◆ Written task: In the entries below, rewrite everything from the line containing "search: blue sky" down to the end of the entries, replacing "bounding boxes" with "box coordinates" and leaving the rest unchanged.

◆ Exercise materials:
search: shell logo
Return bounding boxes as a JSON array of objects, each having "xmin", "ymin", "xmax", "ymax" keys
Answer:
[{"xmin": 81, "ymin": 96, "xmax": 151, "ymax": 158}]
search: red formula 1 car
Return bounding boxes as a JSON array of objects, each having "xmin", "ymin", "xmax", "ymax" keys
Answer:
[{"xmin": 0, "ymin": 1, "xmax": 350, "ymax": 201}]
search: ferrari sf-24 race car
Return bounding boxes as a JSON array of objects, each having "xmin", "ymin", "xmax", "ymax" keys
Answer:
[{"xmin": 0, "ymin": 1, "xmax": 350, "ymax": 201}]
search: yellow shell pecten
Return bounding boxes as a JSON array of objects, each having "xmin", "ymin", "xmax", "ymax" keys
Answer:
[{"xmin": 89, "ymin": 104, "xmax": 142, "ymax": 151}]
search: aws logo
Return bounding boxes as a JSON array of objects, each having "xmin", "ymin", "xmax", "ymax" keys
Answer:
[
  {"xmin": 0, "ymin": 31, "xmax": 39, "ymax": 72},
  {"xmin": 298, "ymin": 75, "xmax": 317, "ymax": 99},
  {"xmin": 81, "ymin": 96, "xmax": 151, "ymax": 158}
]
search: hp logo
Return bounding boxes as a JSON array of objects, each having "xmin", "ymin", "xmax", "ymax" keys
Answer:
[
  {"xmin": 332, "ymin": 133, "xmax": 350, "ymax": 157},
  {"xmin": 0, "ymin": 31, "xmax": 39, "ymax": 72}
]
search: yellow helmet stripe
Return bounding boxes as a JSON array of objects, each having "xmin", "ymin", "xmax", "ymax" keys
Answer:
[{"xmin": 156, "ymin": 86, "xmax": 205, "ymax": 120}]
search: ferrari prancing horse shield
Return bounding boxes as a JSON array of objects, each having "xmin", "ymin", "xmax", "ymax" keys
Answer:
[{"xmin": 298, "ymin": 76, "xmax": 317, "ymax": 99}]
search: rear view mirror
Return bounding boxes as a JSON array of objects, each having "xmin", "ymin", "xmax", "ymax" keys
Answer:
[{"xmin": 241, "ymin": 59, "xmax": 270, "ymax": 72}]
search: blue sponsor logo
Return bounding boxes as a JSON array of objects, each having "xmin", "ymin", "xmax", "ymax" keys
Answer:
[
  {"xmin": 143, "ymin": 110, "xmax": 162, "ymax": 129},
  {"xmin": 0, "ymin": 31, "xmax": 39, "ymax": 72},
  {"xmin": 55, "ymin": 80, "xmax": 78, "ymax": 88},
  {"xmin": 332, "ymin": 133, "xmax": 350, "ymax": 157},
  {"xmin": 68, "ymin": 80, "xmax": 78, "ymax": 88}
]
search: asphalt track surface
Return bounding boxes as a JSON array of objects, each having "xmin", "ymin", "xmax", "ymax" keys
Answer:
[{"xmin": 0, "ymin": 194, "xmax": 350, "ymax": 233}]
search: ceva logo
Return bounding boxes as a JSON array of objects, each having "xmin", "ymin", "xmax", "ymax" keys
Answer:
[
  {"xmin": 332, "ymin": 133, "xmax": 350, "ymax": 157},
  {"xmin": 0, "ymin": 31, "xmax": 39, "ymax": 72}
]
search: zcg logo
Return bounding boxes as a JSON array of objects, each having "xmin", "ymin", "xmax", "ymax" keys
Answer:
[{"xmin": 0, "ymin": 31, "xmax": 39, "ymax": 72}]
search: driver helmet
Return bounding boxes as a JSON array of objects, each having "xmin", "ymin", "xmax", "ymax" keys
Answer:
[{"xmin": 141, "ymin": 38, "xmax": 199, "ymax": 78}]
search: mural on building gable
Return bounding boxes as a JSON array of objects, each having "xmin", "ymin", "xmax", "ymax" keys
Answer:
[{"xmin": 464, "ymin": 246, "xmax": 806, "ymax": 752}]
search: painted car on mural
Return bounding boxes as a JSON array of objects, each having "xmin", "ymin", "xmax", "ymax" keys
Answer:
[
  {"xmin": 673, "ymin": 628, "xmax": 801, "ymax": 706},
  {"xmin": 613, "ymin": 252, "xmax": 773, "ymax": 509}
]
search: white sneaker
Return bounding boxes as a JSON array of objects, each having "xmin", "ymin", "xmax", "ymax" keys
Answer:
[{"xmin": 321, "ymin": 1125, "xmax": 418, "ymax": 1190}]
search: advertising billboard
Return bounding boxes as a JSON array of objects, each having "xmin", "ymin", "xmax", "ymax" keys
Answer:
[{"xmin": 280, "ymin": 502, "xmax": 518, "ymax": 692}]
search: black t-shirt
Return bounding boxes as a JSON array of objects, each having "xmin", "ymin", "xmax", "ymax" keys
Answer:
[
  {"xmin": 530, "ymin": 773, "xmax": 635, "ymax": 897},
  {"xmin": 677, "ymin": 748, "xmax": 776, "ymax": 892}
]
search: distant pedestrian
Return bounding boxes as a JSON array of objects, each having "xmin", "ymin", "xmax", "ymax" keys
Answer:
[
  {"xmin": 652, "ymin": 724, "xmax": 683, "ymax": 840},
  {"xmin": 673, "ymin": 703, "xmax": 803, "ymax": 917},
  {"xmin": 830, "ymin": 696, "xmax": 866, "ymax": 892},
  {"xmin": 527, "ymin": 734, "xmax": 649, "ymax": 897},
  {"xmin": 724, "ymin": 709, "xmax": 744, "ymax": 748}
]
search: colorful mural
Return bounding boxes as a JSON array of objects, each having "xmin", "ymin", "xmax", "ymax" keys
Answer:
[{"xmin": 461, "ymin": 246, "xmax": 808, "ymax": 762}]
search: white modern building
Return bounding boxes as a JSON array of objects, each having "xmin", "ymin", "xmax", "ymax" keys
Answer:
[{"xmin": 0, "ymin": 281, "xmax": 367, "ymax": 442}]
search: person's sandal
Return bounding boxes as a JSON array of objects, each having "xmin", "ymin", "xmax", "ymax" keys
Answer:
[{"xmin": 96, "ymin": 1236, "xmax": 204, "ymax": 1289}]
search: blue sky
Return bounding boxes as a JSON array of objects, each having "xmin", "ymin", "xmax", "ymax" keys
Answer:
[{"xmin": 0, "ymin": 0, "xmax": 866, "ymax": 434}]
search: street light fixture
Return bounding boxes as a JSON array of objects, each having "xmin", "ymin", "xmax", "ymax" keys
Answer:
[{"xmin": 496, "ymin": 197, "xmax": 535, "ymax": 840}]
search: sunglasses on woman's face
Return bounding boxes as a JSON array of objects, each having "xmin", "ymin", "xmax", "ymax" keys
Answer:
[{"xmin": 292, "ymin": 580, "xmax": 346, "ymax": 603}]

◆ Exercise output:
search: blue sky
Return box coordinates as a JSON array of objects, each having "xmin", "ymin", "xmax", "ymax" keys
Answer:
[{"xmin": 0, "ymin": 0, "xmax": 866, "ymax": 434}]
search: street light fixture
Return box coordinates as a JSON array of objects, each having "xmin", "ymin", "xmax", "ymax" keys
Answer:
[{"xmin": 496, "ymin": 197, "xmax": 535, "ymax": 840}]
search: sunglasses on woman's face
Return box coordinates as a JSON array of objects, each having "xmin", "ymin", "xmax", "ymax" keys
Answer:
[{"xmin": 292, "ymin": 580, "xmax": 346, "ymax": 603}]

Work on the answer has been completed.